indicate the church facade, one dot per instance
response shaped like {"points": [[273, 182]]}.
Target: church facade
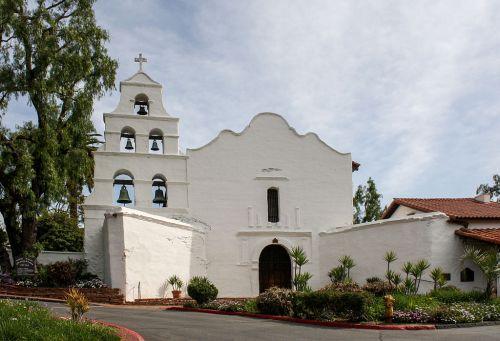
{"points": [[230, 210]]}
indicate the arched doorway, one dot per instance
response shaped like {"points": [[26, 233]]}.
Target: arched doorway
{"points": [[275, 268]]}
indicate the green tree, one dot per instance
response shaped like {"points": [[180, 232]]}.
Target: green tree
{"points": [[5, 265], [358, 205], [493, 189], [367, 203], [58, 231], [53, 55]]}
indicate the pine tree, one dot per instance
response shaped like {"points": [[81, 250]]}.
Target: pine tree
{"points": [[367, 203], [373, 209], [358, 205], [53, 54], [493, 190]]}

= What is required =
Rewrite every line of the material above as a Markdown table with the columns Row and Line, numbering the rows and skipping blank lines. Leave the pictures out of the table.

= Task output =
| Row | Line |
|---|---|
| 1 | indicate the church facade, one dot per instance |
| 2 | response shaped like {"points": [[273, 182]]}. |
| 3 | Target: church facade |
| 4 | {"points": [[230, 210]]} |
| 5 | indicate the arched doorway, one dot per instance |
| 6 | response shaped like {"points": [[26, 233]]}. |
| 7 | Target: arched doorway |
| 8 | {"points": [[275, 268]]} |
| 9 | indicate the green tree, one dot per instance |
| 10 | response shaped like {"points": [[180, 232]]}. |
| 11 | Target: green tree |
| 12 | {"points": [[5, 265], [358, 205], [493, 189], [367, 203], [58, 231], [53, 55]]} |
| 13 | indicate the pine tree, one dot per instance |
| 14 | response shaped like {"points": [[81, 250]]}. |
| 15 | Target: pine tree |
| 16 | {"points": [[367, 203], [373, 209], [358, 205], [53, 54], [493, 190]]} |